What Twitter can do to NBA players

With over 175 million users and 54 million in the U.S alone, Twitter is one of the most frequent social networking sites used by NBA players today.

Ballers such as, Nate Robinson, LeBron James, rookie John Wall and veteran Shaquille O’Neal all use Twitter to give their own take of events that happen around them. Or, just to copy and paste what other people are typing – or as it’s called – “re-tweeting.”

Since Twitter launched in 2006, it has given fans from across the globe a glimpse into what occurs in the day-to-day life of an NBA player, in 140 characters or less. For the fans, it gives you a more intimate look into the life of an NBA player than a Facebook fan page.

Twitter updates are also a source for the media to use as valuable information. Most basketball journalists follow the NBA players and the second a player posts a juicy update or “tweet” as it’s known, it becomes worldwide news.

Like most social networking sites, Twitter gives you the freedom to type anything you want, whenever you want. At times though, the wrong thing can be said, which blows everything out the window.

Not that I’m bothered when a sports figure types something controversial, but when you’re constantly involved in the spotlight, it becomes a different matter all together. Even the slightest dig or name-calling can trigger a response.

One example of which came in January of this year, involving Brandon Jennings of the Milwaukee Bucks and Jordan Farmar of the Los Angeles Lakers – following the Lakers, 95-77 success over the Bucks on a cold Sunday night in January – Jennings was on his Twitter account talking to a friend saying: “hit my phone I’ll tell you the real on that Farmar thing.”

DATA EXTRACT =>
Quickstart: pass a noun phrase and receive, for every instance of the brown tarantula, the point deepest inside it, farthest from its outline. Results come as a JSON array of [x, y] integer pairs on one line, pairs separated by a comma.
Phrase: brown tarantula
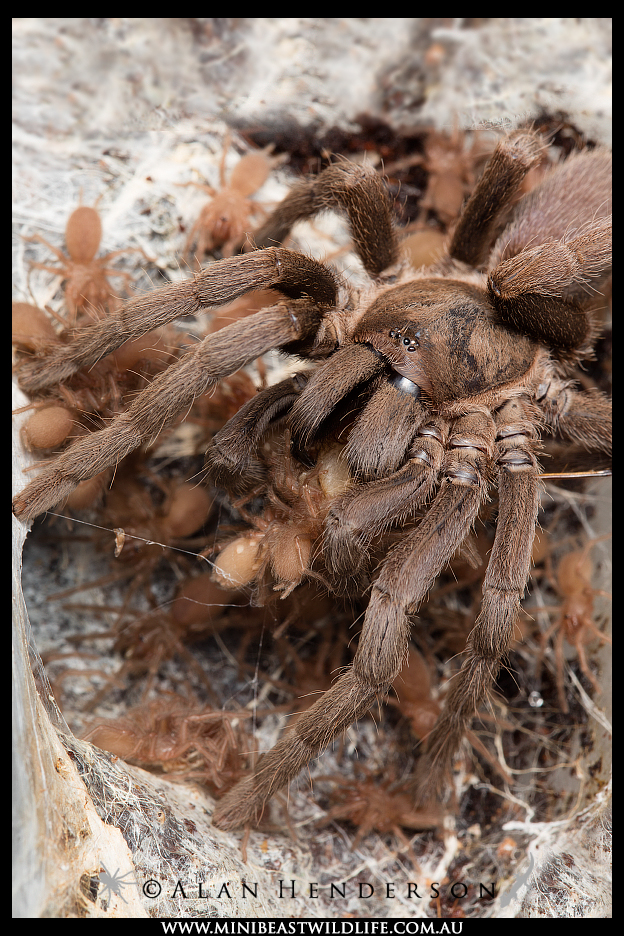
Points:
[[441, 382]]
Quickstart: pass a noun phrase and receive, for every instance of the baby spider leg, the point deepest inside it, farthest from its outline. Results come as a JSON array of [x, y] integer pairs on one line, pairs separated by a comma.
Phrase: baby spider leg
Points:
[[290, 323], [405, 578], [275, 268]]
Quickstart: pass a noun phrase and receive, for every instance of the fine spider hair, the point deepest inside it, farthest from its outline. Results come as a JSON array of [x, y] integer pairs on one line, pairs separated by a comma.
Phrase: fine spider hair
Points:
[[437, 385]]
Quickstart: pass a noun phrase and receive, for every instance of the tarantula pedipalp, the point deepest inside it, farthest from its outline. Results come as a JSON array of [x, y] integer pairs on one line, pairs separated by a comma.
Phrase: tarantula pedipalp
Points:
[[440, 381]]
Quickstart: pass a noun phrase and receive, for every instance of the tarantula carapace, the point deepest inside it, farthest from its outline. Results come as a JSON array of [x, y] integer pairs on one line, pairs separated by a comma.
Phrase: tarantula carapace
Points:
[[437, 384]]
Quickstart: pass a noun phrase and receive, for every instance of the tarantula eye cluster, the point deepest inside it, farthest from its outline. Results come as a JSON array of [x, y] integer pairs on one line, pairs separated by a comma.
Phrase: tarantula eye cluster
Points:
[[422, 393]]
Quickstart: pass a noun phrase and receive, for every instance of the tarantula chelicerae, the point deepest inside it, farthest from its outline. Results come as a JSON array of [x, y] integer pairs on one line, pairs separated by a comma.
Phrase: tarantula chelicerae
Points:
[[441, 382]]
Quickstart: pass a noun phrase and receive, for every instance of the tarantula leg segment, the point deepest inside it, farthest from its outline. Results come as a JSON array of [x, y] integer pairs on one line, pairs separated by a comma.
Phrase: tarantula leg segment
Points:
[[504, 584], [405, 579], [231, 456], [286, 270], [538, 290], [394, 409], [358, 190], [501, 180], [368, 510], [341, 374], [170, 393]]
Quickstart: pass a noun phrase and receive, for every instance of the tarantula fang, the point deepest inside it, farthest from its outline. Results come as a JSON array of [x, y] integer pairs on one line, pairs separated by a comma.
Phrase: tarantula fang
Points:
[[441, 382]]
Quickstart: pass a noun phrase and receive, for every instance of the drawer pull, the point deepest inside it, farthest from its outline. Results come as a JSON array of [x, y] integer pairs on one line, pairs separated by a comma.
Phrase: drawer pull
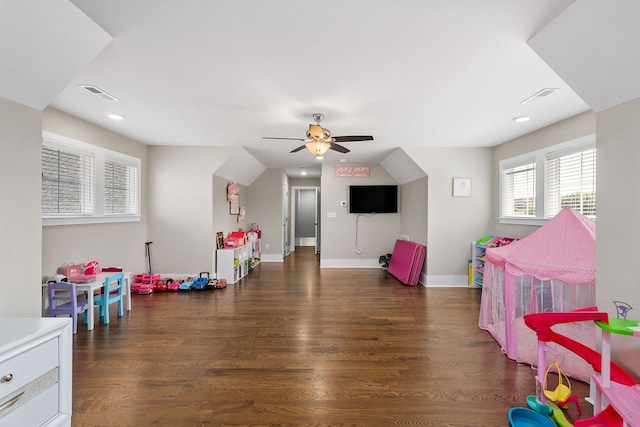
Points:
[[8, 404]]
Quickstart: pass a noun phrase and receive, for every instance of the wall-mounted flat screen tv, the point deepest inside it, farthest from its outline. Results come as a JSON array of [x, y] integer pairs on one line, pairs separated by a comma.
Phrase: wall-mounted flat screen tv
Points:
[[373, 199]]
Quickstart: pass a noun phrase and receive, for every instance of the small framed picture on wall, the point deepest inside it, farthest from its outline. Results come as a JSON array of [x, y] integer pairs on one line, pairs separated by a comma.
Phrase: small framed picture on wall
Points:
[[461, 187]]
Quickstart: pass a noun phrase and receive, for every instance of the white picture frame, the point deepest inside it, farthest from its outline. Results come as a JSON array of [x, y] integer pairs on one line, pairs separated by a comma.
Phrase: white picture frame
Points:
[[461, 187]]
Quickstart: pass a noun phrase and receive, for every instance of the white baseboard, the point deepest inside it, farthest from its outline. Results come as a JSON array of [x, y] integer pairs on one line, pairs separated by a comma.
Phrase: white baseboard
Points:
[[349, 263], [434, 281]]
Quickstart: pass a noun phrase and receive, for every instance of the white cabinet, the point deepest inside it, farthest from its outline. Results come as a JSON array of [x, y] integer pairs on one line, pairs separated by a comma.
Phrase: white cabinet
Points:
[[35, 371], [232, 264]]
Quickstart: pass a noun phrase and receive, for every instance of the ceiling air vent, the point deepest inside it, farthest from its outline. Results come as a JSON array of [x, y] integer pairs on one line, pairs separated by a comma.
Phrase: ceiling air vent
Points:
[[97, 91], [541, 94]]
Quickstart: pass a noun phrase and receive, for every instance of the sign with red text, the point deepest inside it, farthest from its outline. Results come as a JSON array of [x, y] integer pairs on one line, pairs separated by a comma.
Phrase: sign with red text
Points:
[[351, 171]]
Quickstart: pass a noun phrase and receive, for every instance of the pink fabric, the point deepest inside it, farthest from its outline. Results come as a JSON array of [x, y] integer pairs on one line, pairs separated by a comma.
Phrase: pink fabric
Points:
[[406, 261], [564, 249]]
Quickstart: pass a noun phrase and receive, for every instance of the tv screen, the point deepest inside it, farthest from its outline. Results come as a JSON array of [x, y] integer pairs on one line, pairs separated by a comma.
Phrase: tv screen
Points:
[[373, 199]]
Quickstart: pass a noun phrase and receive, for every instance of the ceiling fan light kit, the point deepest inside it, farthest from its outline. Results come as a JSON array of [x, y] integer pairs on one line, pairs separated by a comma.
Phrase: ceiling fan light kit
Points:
[[318, 147], [319, 139]]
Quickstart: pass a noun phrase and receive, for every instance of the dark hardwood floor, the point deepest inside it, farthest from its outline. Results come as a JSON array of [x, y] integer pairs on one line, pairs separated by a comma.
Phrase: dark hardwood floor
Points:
[[295, 345]]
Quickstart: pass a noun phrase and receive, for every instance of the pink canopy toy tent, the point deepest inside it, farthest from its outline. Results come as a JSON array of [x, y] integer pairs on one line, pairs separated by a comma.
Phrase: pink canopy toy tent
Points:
[[552, 269]]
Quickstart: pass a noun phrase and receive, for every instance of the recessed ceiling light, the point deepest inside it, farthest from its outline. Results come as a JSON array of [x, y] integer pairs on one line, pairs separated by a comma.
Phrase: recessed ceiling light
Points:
[[114, 116]]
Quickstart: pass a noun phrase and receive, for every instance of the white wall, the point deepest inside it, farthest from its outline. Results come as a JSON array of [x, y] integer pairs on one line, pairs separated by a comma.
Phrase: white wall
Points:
[[414, 210], [376, 234], [181, 203], [114, 244], [20, 217], [617, 248], [454, 222], [265, 209]]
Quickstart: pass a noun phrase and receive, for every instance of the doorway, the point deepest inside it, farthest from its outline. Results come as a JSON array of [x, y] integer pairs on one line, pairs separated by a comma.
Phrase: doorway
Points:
[[305, 215]]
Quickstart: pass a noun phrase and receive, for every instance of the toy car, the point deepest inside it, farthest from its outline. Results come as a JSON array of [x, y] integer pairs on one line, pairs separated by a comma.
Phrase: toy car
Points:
[[219, 283], [173, 285], [187, 285], [162, 285], [201, 282], [137, 281]]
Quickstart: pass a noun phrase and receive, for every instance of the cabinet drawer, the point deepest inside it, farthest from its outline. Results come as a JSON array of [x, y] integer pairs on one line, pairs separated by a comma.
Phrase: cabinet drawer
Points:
[[27, 366], [35, 412]]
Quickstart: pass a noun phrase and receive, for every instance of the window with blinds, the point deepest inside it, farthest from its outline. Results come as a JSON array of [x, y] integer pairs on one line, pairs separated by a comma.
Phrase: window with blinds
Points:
[[84, 183], [120, 188], [519, 190], [67, 181], [534, 187], [571, 181]]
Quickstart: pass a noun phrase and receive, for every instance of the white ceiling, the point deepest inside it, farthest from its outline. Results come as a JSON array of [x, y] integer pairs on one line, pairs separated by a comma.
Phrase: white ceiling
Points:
[[435, 73]]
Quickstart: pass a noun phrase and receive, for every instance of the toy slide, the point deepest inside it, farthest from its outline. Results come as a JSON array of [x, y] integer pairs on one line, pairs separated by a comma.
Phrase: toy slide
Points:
[[541, 323]]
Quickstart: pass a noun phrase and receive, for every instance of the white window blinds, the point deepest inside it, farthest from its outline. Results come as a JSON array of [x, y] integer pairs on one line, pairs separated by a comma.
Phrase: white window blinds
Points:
[[571, 181], [519, 190], [67, 180], [120, 188]]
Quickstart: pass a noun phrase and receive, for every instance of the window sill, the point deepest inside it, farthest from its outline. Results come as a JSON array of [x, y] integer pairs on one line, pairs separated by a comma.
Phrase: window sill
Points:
[[524, 221], [78, 220]]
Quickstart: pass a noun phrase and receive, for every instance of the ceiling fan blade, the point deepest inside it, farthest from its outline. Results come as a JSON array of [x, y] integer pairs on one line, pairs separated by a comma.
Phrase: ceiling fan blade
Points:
[[353, 138], [339, 148], [289, 139], [295, 150]]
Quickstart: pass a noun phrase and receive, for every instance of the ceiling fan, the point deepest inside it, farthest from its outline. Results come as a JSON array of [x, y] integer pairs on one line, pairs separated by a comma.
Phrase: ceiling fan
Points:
[[319, 139]]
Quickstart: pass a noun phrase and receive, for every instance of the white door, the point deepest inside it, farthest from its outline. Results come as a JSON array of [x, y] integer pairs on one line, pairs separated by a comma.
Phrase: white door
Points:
[[285, 221], [317, 221]]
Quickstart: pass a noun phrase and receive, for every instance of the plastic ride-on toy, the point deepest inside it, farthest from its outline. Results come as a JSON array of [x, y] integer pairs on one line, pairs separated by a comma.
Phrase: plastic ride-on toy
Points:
[[201, 282], [187, 285]]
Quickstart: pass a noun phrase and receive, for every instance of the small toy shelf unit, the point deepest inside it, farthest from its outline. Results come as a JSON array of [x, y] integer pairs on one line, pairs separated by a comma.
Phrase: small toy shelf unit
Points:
[[478, 255], [238, 256]]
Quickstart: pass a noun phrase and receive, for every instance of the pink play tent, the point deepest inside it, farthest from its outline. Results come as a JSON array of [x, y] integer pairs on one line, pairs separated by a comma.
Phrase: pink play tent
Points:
[[552, 269]]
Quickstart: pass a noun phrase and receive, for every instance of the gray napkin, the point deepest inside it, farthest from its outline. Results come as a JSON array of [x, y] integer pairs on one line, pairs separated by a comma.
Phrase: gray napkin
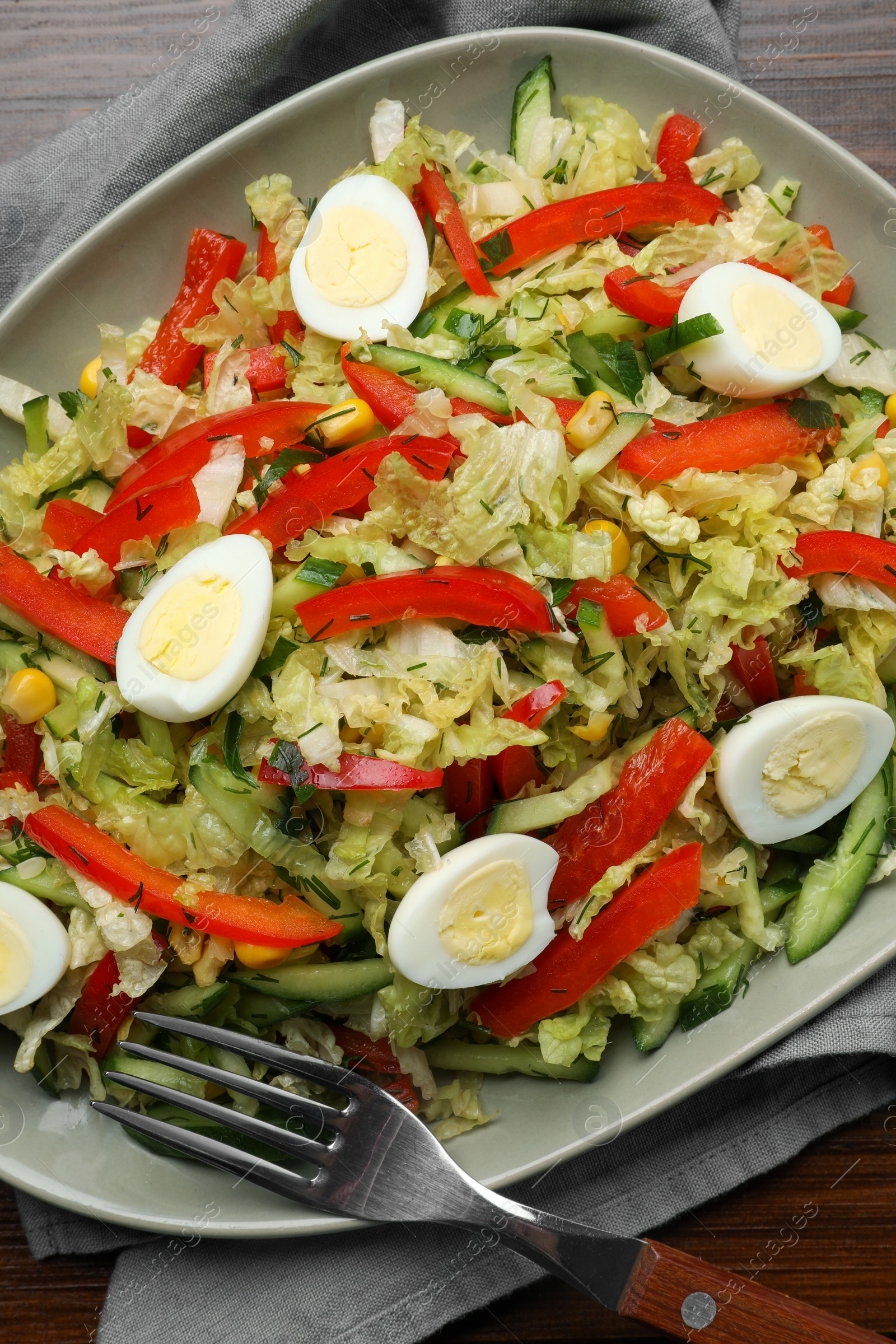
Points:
[[401, 1284]]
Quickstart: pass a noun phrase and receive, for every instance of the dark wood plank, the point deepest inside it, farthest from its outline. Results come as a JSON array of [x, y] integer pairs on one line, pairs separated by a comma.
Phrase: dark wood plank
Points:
[[840, 1258]]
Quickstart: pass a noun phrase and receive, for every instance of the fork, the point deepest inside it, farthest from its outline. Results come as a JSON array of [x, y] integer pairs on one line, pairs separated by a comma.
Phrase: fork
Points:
[[375, 1160]]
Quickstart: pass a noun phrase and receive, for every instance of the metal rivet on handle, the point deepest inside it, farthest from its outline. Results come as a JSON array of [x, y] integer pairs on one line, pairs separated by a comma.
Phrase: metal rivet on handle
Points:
[[699, 1311]]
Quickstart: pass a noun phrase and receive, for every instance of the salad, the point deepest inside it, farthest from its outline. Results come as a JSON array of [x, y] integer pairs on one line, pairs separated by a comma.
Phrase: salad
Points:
[[460, 628]]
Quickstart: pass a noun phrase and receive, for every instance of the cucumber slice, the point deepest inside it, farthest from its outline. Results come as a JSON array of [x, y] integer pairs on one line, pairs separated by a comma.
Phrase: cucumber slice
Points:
[[153, 1073], [610, 321], [211, 1130], [550, 810], [264, 1011], [433, 318], [651, 1035], [319, 984], [506, 1060], [533, 100], [834, 885], [441, 373], [63, 720], [238, 805], [189, 1002], [718, 990], [610, 444], [11, 656]]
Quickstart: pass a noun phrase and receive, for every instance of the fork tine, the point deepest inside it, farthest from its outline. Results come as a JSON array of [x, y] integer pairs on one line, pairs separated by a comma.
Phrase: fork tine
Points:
[[304, 1108], [211, 1151], [332, 1076], [297, 1146]]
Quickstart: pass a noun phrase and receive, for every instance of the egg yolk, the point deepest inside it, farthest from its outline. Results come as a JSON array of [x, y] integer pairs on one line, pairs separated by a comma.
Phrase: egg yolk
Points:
[[813, 763], [359, 257], [774, 328], [489, 914], [15, 960], [191, 627]]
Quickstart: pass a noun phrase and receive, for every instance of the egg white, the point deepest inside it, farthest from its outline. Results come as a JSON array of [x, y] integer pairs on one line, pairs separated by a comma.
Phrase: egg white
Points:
[[48, 941], [414, 944], [747, 746], [244, 561], [726, 363], [402, 307]]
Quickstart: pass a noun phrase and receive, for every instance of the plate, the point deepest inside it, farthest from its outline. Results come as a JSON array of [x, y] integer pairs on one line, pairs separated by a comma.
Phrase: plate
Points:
[[62, 1151]]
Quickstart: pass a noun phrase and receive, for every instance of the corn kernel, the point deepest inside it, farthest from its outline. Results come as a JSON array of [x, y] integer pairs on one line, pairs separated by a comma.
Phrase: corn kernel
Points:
[[30, 694], [89, 377], [597, 414], [620, 552], [595, 729], [352, 427], [808, 465], [872, 460], [261, 959]]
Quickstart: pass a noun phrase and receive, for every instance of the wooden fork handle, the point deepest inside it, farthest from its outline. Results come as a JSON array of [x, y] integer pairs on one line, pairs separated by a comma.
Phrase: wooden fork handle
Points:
[[695, 1300]]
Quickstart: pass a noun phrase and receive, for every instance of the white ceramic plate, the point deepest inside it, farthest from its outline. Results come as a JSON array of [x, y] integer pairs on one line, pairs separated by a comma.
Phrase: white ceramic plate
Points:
[[62, 1151]]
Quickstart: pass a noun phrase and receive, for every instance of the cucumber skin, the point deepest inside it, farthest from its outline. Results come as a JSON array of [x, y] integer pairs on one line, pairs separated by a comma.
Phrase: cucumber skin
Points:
[[466, 1057], [440, 373], [539, 80], [651, 1035], [335, 980], [190, 1000], [833, 886]]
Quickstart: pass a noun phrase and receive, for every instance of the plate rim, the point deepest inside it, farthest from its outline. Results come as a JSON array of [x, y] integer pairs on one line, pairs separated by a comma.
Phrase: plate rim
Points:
[[707, 78]]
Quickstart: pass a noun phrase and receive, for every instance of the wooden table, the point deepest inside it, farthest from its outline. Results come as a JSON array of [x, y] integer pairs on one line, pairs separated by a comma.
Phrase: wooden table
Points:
[[61, 59]]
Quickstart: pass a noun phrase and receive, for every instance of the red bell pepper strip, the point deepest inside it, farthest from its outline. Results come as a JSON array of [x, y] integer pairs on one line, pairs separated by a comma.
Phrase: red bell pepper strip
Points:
[[65, 522], [468, 795], [727, 444], [624, 820], [100, 1012], [486, 597], [359, 772], [584, 220], [446, 216], [629, 609], [267, 368], [678, 143], [531, 709], [339, 483], [755, 671], [390, 397], [23, 749], [151, 514], [844, 553], [375, 1057], [186, 452], [210, 257], [514, 768], [58, 609], [292, 924], [567, 969], [641, 297], [288, 323]]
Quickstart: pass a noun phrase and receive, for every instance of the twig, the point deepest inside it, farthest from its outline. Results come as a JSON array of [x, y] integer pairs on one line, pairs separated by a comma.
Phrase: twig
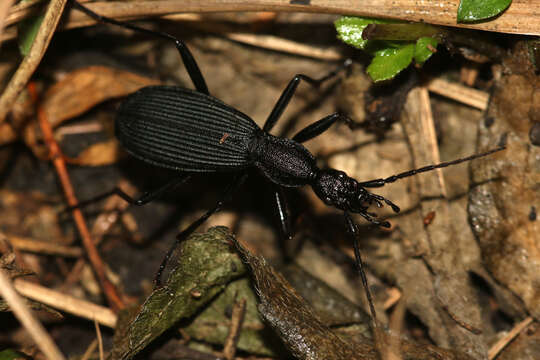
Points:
[[394, 295], [32, 60], [263, 41], [501, 344], [109, 289], [396, 329], [27, 319], [4, 10], [463, 94], [101, 226], [43, 247], [521, 17], [90, 350], [428, 127], [237, 319], [66, 303], [100, 340]]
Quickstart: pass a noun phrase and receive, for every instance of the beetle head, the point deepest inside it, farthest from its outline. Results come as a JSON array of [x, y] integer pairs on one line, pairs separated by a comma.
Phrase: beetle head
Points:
[[339, 190]]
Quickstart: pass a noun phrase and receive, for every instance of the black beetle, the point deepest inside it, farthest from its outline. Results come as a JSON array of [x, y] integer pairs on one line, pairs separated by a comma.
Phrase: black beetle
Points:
[[192, 132]]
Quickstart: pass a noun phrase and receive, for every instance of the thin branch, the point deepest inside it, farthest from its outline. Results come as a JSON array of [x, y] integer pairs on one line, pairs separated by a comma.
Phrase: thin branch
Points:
[[463, 94], [520, 18], [237, 319], [98, 266]]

WHAT TO DO => Carry on the article about NBA players and Twitter with new text that follows its final sentence, the one quoting the Jennings tweet about Farmar.

ANSWER BELOW =>
It seemed that Farmar had taken offence to this comment, but it was later revealed that it was someone pretending to be the Los Angeles Lakers player, the imposter replied: “What you gonna say Buck (Jennings’ nickname)? Heard there is some ish talking on here…” The conversation took a turn for the worse.

Jennings (YUNGBUCK3) tweeted: “nah i was just telling the homie how thirsty you are. That’s all. But I’m not going to make this a big thing.”

Fake Farmar (JFarmar1) tweeted: “Am not here to start nothing. You were talking smack on here wanted to clear some air. Look at the bling, done proved myself”

Fake Farmar: “You started with the smack talking, and I ended it with the 2 threes. We even? Cool.”

Jennings: “but I’m not going to beef with you. See you should be worried about your spot. Shannon Brown??? That’s all imma say.”

Jennings was referring to the Bucks-Lakers where Farmar’s team-mate, Shannon Brown scored 19 points on 8 of 12 shooting. Farmar posted 17 points in 22 minutes on 5 of 8 shooting. Jennings connected on just 4 of 17 field goals for 10 points.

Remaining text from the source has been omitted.